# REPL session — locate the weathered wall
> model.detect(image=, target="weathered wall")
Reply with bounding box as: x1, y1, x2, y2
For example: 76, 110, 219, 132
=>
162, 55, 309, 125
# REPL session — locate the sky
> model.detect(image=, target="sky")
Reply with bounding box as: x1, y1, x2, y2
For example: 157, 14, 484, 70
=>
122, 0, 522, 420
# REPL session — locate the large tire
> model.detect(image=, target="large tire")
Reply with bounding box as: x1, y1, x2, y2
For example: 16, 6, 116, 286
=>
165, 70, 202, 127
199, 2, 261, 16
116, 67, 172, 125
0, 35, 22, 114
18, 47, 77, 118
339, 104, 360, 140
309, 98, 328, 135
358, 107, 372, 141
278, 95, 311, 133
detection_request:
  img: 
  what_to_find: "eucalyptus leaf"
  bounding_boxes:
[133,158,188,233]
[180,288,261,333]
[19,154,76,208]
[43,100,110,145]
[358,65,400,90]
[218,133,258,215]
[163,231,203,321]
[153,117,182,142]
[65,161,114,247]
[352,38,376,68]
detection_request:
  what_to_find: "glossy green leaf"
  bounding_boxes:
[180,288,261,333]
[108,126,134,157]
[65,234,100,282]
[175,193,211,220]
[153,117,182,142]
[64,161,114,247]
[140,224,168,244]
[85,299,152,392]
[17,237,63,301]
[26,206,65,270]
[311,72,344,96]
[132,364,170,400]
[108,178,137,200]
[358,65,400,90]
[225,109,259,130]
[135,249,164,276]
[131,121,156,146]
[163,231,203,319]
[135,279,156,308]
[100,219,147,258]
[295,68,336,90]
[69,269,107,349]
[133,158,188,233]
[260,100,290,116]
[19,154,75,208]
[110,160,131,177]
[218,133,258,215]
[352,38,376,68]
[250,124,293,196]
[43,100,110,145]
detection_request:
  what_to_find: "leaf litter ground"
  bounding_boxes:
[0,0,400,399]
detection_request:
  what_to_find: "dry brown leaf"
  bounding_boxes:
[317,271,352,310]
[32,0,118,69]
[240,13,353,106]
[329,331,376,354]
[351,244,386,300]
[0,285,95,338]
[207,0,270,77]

▬▬▬▬▬▬▬▬▬▬

**TASK INSTRUCTIONS**
Can you reproduce every one of the lines above, character for character, with nothing added or changed?

**FINAL RESULT**
# REPL session — locate the weathered wall
> model.detect(image=, target="weathered wall")
Reply with bounding box as: x1, y1, x2, y2
For example: 76, 110, 219, 132
=>
162, 55, 309, 125
# REPL session — locate the sky
> model.detect(image=, target="sky")
Reply with bounding box as: x1, y1, x2, y2
For example: 157, 14, 484, 70
=>
122, 0, 522, 420
# REPL session — locate the large tire
> model.detect(image=, target="large tire")
Reply with bounding box as: x1, y1, x2, y2
For example: 16, 6, 116, 286
=>
165, 70, 202, 127
199, 2, 261, 16
116, 67, 172, 125
0, 35, 22, 114
18, 47, 77, 118
339, 104, 360, 140
309, 98, 328, 135
358, 107, 372, 141
278, 95, 311, 133
detection_request:
  img: 
  what_to_find: "eucalyptus leaf"
  bounding_boxes:
[133,158,188,233]
[180,288,261,333]
[19,154,76,208]
[43,100,110,145]
[358,65,400,90]
[218,133,258,215]
[163,231,203,321]
[153,117,182,142]
[65,161,114,247]
[352,38,376,68]
detection_request:
  what_to_find: "glossy green leaf"
  bounding_boxes:
[180,288,261,333]
[108,126,134,157]
[65,234,100,282]
[175,193,211,220]
[153,117,182,142]
[64,161,114,247]
[140,224,168,244]
[85,299,152,392]
[17,237,63,301]
[26,206,65,270]
[311,72,344,96]
[132,364,170,400]
[108,178,137,200]
[358,65,400,90]
[225,109,259,130]
[135,249,164,276]
[131,121,156,146]
[163,231,203,319]
[135,279,156,308]
[100,219,147,258]
[295,68,336,90]
[69,269,107,349]
[133,158,188,233]
[260,100,290,116]
[19,154,75,208]
[110,160,131,177]
[218,133,258,215]
[352,38,376,68]
[250,124,293,196]
[43,100,110,145]
detection_request:
  what_to_find: "leaf litter ground"
  bounding_boxes:
[0,0,400,399]
detection_request:
  what_to_find: "dry brown leaf"
  bounding_boxes:
[317,271,352,310]
[32,0,118,69]
[240,13,353,106]
[329,331,376,354]
[351,244,386,300]
[0,285,95,338]
[207,0,270,77]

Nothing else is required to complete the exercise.